__Problem details__: Pick up the article about the Naled spraying and the bee deaths in South Carolina, and continue it after its last sentence.

(Source document)

It is classified as an organophosphate. In insecticides, organophosphates are nerve agents that irreversibly inactivate the acetylcholinesterase enzyme that is necessary for nerve function in insects and humans, as well as many other animals.
Naled is listed as extremely toxic to bees, birds and at-risk animals, according to U.S. Environmental Protection Agency documents produced when the EPA re-registered Naled for public use in 2006.
Approximately 1 million pounds of the insecticide are used annually in the U.S., with 70 percent being used to control the adult mosquito population. The other 30 percent is used in agriculture.
However, there is some debate regarding the safety of Naled even for humans. When the U.S. Centers for Desease Control and Prevention similarly tried to spray the insecticide over Puerto Rico, residents protested due to the perceived health risks.
Naled degrades into a carcinogen, environmental biologist Elvia Melendez-Ackerman told The Miami New Times.
Multiple studies have shown that overuse of organophosphates can lead to neurological disorders in unborn children when pregnant women are exposed and even death in some agricultural workers. This latter phenomenon occurs mostly in developing countries, though.
Reaction to event
People all across the world reacted to the incident in South Carolina, leaving comments on online articles to express their rage.
In a matter of days, 35 one-stars reviews were left on a Dorchester County Facebook page, all citing the bee-killing incident.
The county apologized to local beekeepers, saying they were aware of impact of the losses.
“I am not pleased that so many bees were killed,” County Administrator Jason Ward told the Post and Courier.
However, not everyone thought the incident was as extreme as reports made it appear.
Shannon Palus, who writes for Slate, wrote an article saying it was “weird” to see outrage normally reserved for “personable” animals being expressed for bees.
She also stated that “the main tragedy” is not ecological and that “you don’t have to worry about the bees right now.”
While she is right that the bees being reported on were not wild bees, Palus seems to miss two main points.
It is not easy to replace any hive, commercial or otherwise.
But most important, any wild bees in the area suffered from the same exposure — and therefore the same fate — as the commercial bees.
(I won’t even get into the somewhat flippant attitude that was used regarding colony collapse disorder, which — while slowing — has not disappeared.)
Again the internet exploded, most taking issue with Palus’ stance that because they were “commercial,” bees they were not as important as wild bees.

(End Source document)
(The data)

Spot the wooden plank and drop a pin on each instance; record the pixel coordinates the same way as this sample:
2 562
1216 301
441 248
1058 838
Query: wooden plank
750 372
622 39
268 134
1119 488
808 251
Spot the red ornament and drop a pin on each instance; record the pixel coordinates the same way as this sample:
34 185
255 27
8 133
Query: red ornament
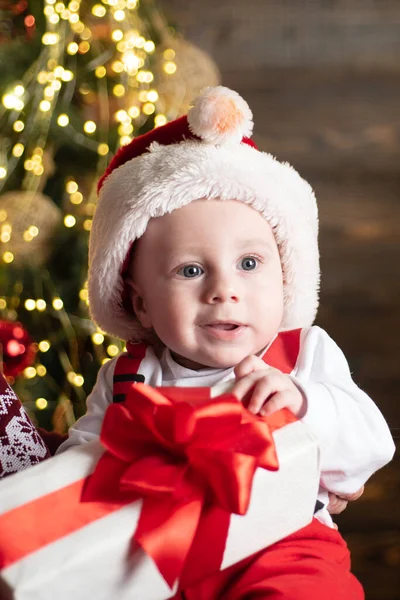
17 350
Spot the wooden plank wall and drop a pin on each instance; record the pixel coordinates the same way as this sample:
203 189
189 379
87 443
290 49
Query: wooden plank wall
323 81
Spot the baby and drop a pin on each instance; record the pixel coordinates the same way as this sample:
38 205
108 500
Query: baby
204 258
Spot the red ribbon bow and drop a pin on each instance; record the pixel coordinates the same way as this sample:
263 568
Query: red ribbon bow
192 465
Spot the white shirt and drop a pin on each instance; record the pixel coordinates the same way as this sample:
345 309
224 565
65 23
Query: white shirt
353 436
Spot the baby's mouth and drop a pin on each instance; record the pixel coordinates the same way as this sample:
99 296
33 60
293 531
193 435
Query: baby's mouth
224 326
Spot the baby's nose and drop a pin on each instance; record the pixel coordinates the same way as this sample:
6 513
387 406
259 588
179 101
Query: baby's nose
222 290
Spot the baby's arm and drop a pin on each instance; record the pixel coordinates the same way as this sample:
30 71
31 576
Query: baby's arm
88 427
354 438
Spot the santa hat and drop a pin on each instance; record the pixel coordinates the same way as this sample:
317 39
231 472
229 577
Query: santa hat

(End The data)

__Response to this task__:
One commenter pointed out that other pollinators such as butterflies were exposed, too, as well as other beneficial life forms such as birds and spiders.
Local officials talk insecticide
Neither the City of Arkansas City nor Cowley County use insecticides at all.
“The only spraying we (Cowley County) do is for noxious weeds,” Cowley County Public Works and Engineering office manager Crystal Merz said in an email.
Similarly, the City of Arkansas City no longer spays for mosquitoes because BioMist — the product it was using previously — wasn’t effective enough to merit the cost, according to an email from City of Arkansas City Public Information Officer and Special Projects Coordinator Andrew Lawson.
The insecticide also was known to pose some health risks to both humans and wildlife. It was “extremely toxic” to fish and invertebrates, as well as bees exposed to “blooming crops or weeds” that have been treated, according to the BioMist information sheet.
“The city treatment efforts now are focused more on larval control, using pesticide ‘donuts’ or ‘briquettes’ to kill larvae in pools of standing water,” Lawson said.
Not everyone locally is against insecticide use, however.
Chaplin Nature Center naturalist Shawn Silliman says it’s all about using the products correctly.
“I wouldn’t say I’m against agricultural spraying — it’s just a matter of doing the application correctly, at the right levels and during the right time of year,” Silliman said. “A lot of that stuff will break down eventually.”
“It will have an effect on any type of pollinator, especially if it’s a really recent spray,” he added. “How bad of an impact? I probably going to have to leave that one up to the scientists.”